What you will do → Write out precisely the lines beginning with the line that contains "Please spot the man's shoulder" and ending with the last line of the entries, and no other lines.

-*-*-

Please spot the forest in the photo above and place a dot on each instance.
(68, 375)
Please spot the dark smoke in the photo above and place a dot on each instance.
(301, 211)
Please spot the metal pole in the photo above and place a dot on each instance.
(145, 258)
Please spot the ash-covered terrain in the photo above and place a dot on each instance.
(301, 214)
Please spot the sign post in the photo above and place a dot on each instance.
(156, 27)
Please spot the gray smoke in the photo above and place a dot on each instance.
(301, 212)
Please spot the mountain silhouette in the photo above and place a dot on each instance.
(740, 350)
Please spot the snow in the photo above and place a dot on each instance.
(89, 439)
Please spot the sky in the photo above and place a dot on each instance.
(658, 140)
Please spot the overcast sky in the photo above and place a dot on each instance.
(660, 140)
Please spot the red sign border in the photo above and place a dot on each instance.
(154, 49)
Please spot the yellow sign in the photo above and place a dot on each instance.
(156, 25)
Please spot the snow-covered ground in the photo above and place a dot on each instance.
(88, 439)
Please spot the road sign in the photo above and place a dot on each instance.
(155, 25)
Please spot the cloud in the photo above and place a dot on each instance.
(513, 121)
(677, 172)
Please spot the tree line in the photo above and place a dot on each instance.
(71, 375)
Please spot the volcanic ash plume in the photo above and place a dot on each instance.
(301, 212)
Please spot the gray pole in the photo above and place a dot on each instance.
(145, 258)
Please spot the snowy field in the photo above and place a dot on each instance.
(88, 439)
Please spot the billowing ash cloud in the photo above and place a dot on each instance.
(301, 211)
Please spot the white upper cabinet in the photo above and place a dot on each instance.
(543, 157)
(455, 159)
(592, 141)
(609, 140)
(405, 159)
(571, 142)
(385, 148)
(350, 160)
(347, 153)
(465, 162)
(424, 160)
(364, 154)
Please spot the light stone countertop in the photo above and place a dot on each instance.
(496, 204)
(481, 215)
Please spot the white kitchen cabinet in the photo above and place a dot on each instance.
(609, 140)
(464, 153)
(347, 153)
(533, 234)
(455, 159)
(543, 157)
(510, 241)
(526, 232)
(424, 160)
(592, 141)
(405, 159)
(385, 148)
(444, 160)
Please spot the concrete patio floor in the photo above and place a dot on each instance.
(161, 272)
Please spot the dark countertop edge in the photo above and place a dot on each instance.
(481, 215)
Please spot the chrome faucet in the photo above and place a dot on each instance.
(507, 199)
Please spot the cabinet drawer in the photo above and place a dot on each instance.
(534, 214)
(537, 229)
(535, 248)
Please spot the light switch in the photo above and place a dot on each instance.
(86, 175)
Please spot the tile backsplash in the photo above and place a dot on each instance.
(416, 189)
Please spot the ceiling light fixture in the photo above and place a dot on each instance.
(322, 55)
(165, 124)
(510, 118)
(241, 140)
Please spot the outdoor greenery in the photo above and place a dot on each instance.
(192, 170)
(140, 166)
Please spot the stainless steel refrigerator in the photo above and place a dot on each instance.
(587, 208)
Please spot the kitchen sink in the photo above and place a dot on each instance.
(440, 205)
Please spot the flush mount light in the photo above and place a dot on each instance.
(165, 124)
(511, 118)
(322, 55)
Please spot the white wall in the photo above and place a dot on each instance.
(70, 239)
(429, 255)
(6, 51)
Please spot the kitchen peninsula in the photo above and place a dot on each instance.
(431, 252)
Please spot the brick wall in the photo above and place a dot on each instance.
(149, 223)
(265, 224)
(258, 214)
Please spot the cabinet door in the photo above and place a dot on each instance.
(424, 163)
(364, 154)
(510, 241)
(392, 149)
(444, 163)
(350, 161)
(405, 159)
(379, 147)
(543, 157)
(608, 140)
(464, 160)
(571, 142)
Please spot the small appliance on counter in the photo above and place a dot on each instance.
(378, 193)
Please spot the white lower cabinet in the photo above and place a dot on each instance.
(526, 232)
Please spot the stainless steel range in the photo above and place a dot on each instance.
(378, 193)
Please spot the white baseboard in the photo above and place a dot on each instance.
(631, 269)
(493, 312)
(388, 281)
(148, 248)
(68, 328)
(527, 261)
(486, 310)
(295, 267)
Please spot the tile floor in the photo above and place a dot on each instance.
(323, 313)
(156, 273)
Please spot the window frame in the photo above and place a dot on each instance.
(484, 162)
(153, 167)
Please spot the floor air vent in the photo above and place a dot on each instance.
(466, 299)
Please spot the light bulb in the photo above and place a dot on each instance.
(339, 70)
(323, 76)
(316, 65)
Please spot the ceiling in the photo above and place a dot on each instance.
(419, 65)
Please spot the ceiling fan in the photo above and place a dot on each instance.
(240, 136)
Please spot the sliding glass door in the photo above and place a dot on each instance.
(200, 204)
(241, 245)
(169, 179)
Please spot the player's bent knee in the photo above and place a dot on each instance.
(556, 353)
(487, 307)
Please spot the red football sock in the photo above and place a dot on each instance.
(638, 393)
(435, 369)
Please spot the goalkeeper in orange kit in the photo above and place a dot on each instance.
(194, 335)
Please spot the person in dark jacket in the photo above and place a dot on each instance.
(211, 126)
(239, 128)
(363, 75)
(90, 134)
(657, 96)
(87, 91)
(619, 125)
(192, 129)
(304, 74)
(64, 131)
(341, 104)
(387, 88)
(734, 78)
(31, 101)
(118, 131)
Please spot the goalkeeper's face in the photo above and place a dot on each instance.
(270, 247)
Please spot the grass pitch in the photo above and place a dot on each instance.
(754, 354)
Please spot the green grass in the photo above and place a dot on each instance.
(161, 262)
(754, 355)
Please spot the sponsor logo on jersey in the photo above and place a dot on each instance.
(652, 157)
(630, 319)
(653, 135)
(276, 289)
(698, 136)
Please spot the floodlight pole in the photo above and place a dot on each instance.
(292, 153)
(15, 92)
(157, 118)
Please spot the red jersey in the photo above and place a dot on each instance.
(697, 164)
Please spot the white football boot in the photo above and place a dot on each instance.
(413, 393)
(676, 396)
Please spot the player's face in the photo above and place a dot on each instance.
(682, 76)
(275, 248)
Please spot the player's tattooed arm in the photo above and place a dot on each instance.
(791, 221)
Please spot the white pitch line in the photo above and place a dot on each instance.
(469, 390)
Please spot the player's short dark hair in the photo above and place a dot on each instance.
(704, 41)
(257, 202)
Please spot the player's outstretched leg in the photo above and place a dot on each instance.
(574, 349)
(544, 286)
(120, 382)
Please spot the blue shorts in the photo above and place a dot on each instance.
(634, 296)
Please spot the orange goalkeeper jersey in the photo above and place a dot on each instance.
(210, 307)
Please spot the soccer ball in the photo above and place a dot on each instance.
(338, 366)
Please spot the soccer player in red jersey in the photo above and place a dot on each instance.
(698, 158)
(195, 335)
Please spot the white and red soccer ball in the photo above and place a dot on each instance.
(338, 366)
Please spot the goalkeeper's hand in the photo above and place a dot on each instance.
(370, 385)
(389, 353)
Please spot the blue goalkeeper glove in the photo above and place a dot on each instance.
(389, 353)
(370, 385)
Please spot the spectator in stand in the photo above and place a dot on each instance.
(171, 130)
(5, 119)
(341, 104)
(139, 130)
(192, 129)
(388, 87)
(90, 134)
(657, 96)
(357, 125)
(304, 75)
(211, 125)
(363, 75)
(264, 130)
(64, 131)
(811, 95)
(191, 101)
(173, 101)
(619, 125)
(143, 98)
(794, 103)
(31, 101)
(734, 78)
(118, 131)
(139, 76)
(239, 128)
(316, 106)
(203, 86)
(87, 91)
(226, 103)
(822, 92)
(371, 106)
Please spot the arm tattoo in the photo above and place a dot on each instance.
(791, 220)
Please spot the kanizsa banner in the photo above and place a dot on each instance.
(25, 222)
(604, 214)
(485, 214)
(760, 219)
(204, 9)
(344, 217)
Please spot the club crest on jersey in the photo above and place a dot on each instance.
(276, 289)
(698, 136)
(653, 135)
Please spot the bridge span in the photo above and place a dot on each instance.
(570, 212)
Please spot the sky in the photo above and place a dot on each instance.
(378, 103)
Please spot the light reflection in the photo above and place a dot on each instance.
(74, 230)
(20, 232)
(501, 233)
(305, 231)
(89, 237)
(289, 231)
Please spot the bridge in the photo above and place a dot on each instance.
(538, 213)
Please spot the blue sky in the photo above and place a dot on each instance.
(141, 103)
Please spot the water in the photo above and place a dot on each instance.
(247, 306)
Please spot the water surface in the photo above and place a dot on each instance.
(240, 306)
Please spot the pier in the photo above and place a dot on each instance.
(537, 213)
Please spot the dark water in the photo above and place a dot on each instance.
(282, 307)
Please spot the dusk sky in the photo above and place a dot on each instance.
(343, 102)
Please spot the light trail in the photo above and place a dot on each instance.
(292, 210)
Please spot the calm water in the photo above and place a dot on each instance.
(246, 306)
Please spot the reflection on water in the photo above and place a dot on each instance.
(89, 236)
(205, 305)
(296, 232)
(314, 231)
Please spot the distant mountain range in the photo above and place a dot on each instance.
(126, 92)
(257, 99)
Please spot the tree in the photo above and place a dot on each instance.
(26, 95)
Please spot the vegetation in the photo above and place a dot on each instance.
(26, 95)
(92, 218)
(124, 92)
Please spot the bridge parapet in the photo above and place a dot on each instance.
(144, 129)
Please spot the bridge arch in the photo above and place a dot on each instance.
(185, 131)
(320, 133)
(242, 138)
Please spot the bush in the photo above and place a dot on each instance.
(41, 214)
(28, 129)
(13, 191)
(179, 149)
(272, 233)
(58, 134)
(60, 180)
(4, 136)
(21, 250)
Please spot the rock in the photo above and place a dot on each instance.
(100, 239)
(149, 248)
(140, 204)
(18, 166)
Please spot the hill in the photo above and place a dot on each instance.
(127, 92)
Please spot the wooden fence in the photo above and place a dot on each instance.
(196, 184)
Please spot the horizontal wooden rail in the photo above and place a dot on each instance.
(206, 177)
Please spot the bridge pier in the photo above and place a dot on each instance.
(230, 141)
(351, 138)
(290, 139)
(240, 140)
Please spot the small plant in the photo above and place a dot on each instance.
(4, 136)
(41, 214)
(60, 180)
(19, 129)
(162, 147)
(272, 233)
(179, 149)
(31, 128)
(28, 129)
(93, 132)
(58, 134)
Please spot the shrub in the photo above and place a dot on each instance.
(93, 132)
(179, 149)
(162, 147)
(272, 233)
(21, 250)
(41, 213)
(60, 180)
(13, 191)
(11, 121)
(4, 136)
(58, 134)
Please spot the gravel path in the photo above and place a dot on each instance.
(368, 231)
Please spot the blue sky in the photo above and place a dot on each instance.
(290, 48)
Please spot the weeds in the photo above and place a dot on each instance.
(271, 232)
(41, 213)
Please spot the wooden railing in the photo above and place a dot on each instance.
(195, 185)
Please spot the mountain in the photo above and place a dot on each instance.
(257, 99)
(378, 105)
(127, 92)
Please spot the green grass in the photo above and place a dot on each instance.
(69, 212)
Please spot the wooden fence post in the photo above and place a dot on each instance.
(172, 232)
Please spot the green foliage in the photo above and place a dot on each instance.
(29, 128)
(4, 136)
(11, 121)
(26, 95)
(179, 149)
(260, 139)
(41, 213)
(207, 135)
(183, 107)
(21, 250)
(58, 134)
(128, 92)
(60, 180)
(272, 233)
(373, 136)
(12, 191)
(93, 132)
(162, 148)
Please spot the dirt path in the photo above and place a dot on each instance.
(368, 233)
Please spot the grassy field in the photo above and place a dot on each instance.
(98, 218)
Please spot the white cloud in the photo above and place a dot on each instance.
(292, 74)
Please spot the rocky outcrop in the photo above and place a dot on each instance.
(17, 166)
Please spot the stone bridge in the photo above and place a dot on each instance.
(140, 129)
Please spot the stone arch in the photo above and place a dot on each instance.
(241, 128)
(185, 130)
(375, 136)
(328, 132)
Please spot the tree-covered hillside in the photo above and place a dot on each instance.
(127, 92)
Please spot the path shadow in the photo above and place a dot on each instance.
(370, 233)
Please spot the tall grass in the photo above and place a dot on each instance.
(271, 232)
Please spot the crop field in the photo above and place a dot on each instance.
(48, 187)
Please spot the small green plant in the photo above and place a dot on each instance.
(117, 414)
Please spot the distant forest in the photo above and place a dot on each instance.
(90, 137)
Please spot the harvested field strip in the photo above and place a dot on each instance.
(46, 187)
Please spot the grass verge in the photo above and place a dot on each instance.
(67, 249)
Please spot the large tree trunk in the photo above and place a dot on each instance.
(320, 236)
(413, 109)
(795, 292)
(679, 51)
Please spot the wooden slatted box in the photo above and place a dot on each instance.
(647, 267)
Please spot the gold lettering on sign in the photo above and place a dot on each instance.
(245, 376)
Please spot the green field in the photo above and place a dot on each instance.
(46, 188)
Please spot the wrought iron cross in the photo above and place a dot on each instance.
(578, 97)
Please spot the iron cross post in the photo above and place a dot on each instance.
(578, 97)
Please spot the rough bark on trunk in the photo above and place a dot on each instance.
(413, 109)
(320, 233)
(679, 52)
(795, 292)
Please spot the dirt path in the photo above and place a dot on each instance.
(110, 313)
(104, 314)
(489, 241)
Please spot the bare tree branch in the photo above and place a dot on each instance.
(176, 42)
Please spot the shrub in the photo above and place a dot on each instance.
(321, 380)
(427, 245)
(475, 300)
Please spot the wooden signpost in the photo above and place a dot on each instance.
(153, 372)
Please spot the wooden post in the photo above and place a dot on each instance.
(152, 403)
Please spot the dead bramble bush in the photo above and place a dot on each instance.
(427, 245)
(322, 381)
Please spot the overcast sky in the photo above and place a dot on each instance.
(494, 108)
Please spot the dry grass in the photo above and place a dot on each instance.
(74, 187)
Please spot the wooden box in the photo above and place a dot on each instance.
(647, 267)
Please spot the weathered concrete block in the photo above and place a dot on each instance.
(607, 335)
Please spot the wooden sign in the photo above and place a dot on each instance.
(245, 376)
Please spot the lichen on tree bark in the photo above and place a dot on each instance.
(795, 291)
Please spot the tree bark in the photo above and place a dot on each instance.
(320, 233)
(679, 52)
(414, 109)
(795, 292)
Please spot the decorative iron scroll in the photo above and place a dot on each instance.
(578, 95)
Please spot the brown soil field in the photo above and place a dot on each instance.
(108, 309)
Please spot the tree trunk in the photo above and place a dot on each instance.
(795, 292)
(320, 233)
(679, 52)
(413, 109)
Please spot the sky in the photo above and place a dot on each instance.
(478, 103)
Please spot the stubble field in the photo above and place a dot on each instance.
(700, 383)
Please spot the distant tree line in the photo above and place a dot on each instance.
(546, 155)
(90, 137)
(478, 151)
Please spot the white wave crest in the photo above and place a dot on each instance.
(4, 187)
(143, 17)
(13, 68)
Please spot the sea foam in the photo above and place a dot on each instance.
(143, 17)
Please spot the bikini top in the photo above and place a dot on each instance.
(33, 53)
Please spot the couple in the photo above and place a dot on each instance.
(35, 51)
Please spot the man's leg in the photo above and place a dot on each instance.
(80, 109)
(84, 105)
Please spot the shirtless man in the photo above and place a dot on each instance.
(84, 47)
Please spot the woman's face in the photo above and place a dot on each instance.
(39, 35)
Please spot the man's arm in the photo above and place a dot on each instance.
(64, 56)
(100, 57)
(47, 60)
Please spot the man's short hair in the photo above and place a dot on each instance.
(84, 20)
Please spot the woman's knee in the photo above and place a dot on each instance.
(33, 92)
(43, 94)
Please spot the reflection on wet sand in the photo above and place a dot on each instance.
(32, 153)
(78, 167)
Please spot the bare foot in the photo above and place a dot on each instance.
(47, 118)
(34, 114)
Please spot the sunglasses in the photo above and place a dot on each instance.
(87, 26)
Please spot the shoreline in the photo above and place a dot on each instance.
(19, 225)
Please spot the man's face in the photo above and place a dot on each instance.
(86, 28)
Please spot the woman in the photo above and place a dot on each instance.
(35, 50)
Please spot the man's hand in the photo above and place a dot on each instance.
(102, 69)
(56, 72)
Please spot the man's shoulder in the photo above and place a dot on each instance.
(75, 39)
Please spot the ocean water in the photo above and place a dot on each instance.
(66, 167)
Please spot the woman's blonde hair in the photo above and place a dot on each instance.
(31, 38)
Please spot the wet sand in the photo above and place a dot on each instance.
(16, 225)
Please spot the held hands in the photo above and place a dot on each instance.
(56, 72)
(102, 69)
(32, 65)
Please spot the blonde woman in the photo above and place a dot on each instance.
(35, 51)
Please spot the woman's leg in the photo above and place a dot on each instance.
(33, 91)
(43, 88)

-*-*-

Result of this exercise →
Please spot the man's shoulder in the photo above and place a dot on each instance.
(75, 39)
Please spot the ocean water in the photo above and place a dot on each instance.
(66, 167)
Please spot the woman's blonde hair in the photo above and place a dot on each instance.
(31, 38)
Please spot the wet sand in the photo above and place a dot on each instance.
(16, 225)
Please spot the held hands in the photo above and place a dot on each instance.
(56, 72)
(102, 69)
(32, 65)
Please spot the blonde woman in the photo above and place a dot on each instance.
(35, 51)
Please spot the woman's leg in the photo above and place a dot on each instance.
(33, 91)
(43, 88)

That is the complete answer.